## PROBLEM DETAILS
Please reproduce every one of the records below word for word, without changing anything.

* Start *

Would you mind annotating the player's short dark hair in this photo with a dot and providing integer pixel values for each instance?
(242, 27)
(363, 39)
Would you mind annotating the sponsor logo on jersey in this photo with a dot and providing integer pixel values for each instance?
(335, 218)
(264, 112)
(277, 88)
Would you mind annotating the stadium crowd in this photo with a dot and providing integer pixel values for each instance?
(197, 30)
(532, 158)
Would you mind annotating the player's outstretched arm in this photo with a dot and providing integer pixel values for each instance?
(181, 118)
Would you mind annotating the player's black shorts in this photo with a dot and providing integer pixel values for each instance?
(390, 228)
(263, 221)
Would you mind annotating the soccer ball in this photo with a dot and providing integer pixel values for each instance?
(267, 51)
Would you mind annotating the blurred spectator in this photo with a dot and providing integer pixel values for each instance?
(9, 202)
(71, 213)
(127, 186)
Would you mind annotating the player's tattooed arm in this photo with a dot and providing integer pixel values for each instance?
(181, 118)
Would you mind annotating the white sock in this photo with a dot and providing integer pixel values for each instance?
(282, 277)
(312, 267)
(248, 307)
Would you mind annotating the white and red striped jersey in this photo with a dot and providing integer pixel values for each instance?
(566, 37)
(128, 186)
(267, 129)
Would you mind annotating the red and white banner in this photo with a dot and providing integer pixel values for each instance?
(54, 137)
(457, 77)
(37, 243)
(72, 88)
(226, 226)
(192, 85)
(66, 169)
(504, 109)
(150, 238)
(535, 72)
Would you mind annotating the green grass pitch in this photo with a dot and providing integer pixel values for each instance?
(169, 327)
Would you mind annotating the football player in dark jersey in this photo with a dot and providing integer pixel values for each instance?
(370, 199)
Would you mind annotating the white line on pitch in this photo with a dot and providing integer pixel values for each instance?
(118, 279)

* End *

## WORKED SOLUTION
Would you mind annotating the player's short dark hair in this photo with a dot and providing integer pixel values for each instance?
(242, 27)
(363, 39)
Would you mind annotating the sponsor logo on jersey in this photo with a dot and providing integer pixel values for each instance?
(335, 218)
(264, 112)
(277, 88)
Would you mind annotating the stadium crowd in this photo with a dot and providing integer pixel values for each instance?
(197, 30)
(532, 158)
Would you mind annotating the player's outstretched arm in this photo with a dot and providing integer pixel values for each instance?
(181, 118)
Would you mind annotating the player's black shorts in this photo with a dot and providing integer pixel values for each instance?
(390, 228)
(263, 221)
Would you mind annotating the soccer ball in this photo with a dot and providing integer pixel values for each instance?
(267, 51)
Would you mind annotating the blurred spectator in this photo with a dot and providing integer pixel values for each instance?
(9, 202)
(71, 213)
(127, 186)
Would you mind annotating the player's tattooed arm in this photo with a dot and providing integer pixel values for each instance?
(181, 118)
Would you mind annotating the white sock in this photo with a dot and providing integer pixel values for each instance?
(282, 277)
(312, 267)
(248, 307)
Would you mind annotating the white and red striped jersey in this photo with a dot and providing integer pixel values for each instance?
(566, 37)
(128, 186)
(267, 129)
Would you mind annotating the red and white banner in this photo with a dot and providing integer pixel values for each instance?
(54, 137)
(457, 77)
(37, 243)
(72, 88)
(226, 226)
(192, 85)
(66, 169)
(504, 109)
(150, 238)
(535, 72)
Would you mind annotating the green grass pitch in this photo with a dot and providing integer pixel values for each instance?
(169, 327)
Would you mind annotating the football player in dark jersey in this photo with a dot and providing integer pixel values for each instance?
(370, 199)
Would you mind annotating the white line on pitch in this photo with a dot and providing integer pixel values for each instance?
(118, 279)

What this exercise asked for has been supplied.